- **Task objective**: Take the line that contains "I'd appreciate your assistance — please locate the leather strap" as the first and the last line of the material as the final one; set down exactly the lines in that span.

Data to process START

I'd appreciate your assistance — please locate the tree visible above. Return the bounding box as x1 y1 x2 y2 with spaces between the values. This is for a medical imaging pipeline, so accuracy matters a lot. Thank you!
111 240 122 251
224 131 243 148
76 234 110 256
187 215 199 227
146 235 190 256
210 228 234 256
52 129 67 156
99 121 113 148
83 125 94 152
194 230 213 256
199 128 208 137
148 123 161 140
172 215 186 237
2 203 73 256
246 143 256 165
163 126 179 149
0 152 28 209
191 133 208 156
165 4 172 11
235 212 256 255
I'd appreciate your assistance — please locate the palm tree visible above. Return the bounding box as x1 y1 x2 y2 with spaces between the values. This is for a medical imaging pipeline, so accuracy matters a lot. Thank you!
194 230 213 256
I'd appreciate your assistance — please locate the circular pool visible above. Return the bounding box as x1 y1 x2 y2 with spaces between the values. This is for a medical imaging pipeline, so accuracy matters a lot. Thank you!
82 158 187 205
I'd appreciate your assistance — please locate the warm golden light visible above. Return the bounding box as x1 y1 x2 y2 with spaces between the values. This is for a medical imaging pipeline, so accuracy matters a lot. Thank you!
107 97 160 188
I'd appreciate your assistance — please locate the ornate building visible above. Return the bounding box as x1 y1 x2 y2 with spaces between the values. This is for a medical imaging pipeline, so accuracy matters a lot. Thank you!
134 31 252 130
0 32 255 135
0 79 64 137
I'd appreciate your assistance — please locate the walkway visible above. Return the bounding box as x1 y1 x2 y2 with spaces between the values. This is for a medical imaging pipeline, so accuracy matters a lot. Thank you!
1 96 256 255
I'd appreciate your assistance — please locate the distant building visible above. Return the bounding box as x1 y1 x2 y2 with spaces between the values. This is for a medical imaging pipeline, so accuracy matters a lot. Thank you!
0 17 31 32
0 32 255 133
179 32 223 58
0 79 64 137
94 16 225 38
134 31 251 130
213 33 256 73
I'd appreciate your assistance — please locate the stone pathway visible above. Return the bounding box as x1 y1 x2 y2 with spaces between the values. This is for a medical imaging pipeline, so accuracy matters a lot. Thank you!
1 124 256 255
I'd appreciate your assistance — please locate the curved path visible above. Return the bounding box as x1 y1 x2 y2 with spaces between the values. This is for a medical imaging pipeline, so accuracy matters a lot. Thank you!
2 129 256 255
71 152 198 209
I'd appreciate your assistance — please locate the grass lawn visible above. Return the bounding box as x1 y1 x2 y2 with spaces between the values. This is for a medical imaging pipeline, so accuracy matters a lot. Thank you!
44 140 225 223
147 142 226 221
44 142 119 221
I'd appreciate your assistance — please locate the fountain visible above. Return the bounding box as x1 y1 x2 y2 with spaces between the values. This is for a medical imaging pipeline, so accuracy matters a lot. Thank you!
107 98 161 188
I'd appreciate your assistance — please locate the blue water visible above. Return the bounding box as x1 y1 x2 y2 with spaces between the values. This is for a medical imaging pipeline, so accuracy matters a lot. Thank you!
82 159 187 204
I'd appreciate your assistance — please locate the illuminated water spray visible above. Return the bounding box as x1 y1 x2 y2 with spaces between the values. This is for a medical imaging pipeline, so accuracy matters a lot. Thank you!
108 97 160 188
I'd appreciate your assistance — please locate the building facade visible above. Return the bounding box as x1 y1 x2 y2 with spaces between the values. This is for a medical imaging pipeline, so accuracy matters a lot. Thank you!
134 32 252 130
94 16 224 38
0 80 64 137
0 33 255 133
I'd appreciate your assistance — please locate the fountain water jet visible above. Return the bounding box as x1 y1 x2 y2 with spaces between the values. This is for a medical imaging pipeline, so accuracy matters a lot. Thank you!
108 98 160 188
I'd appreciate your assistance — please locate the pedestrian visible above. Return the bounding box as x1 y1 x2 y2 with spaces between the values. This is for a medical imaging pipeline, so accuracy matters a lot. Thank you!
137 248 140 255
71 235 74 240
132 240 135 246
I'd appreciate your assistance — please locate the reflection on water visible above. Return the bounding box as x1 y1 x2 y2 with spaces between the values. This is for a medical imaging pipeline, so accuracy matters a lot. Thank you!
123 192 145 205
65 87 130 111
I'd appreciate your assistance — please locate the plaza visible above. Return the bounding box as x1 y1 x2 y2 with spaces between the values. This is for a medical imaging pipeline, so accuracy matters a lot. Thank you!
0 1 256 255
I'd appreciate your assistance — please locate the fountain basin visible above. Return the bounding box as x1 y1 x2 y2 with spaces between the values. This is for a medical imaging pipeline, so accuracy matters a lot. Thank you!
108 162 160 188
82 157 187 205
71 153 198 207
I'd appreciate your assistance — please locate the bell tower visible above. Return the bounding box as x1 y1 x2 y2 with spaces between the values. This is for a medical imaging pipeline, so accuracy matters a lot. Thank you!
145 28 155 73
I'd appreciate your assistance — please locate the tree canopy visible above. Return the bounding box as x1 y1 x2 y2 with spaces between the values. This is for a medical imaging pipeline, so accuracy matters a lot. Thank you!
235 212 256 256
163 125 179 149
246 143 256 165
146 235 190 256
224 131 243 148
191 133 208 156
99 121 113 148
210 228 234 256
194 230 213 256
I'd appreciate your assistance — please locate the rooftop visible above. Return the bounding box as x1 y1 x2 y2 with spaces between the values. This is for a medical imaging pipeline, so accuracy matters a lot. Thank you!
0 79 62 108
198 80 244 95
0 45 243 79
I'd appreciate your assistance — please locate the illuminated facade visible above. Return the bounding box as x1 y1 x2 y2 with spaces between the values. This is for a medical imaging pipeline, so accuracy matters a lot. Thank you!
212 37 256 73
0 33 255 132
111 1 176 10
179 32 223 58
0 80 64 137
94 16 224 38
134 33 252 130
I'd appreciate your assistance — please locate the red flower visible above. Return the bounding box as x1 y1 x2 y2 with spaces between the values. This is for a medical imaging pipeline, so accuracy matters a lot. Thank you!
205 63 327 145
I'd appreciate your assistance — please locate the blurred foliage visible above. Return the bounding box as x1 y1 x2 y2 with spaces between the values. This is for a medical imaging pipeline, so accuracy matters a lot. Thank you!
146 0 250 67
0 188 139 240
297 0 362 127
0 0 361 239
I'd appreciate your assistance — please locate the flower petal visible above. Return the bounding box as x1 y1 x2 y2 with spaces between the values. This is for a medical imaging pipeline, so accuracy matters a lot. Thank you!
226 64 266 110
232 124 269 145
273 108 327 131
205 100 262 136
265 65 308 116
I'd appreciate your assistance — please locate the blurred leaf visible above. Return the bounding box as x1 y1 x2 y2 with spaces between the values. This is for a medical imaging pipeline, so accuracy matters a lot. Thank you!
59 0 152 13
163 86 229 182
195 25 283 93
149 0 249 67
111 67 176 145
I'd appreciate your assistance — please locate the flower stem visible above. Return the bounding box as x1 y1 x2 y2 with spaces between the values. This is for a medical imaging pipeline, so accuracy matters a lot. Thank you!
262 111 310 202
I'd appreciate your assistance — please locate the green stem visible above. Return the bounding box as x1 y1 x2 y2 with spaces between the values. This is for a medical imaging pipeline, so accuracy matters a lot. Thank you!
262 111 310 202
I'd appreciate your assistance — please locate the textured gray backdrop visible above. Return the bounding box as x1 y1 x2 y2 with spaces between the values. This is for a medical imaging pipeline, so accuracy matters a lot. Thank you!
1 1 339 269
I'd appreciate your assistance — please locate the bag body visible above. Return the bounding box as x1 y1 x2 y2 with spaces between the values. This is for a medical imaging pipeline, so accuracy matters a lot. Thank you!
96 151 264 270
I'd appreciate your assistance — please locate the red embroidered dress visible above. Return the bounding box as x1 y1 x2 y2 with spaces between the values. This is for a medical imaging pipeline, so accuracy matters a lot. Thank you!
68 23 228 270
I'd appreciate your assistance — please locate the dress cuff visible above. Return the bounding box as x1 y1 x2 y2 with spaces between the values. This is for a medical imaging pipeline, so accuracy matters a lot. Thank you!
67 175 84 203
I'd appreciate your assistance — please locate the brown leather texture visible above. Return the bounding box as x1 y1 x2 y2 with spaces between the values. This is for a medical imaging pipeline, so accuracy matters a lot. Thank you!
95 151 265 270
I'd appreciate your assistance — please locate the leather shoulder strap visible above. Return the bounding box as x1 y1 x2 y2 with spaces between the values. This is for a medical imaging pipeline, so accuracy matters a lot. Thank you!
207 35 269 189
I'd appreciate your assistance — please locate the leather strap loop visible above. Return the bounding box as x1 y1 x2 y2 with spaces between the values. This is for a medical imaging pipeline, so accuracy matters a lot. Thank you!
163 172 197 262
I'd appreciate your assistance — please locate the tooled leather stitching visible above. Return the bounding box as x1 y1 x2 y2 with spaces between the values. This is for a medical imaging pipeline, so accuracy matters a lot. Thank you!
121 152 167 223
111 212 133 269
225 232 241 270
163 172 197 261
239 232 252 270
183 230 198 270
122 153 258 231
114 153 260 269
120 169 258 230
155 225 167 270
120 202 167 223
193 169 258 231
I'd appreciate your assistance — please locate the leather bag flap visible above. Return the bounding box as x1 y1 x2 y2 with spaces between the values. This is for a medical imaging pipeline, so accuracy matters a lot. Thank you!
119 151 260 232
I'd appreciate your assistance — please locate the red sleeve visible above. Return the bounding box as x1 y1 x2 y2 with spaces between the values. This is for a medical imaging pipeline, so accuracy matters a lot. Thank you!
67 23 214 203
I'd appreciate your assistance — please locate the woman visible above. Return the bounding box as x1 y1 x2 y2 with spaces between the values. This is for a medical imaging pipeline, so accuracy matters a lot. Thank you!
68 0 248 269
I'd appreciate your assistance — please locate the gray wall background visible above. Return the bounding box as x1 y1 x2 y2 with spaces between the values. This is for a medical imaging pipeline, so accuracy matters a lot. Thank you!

Data to process END

- **Exercise response**:
I'd appreciate your assistance — please locate the leather strap loop visible above. Return the bounding box as x1 y1 x2 y2 with spaces between the values. This is for a medical imaging pipeline, so accuracy matters a lot. Thank you!
163 172 197 262
I'd appreciate your assistance — please locate the tooled leather stitching visible above. Return the bounding box as x1 y1 x2 y2 with spaces between the values. This is for a medical imaging pipeline, so accuracy matters a lot. Thank you!
121 152 167 223
111 212 133 269
225 232 241 270
163 172 197 261
239 232 252 270
183 230 198 270
122 153 258 231
114 153 260 269
120 169 258 230
155 225 167 270
120 202 167 223
193 169 258 231
I'd appreciate your assistance — please locate the leather bag flap visible above. Return the bounding box as x1 y1 x2 y2 with spaces between the values. This is for a medical imaging pipeline, so accuracy matters a lot. Thank you!
119 151 260 232
I'd appreciate your assistance — please locate the red sleeve visible above. Return the bounding box as x1 y1 x2 y2 with spaces between the values. This is for a medical imaging pipeline, so accuracy matters a lot. Thank you!
67 23 214 203
I'd appreciate your assistance — please locate the woman visible above. Return the bounding box as x1 y1 x2 y2 with spaces between the values. This is for a medical imaging pipeline, so accuracy matters a lot. Thank you!
68 0 248 269
I'd appreciate your assistance — please locate the gray wall background visible above. Return the bounding box as x1 y1 x2 y2 with spaces between the values. This is for a medical imaging pipeline, so accuracy matters a lot. Thank you!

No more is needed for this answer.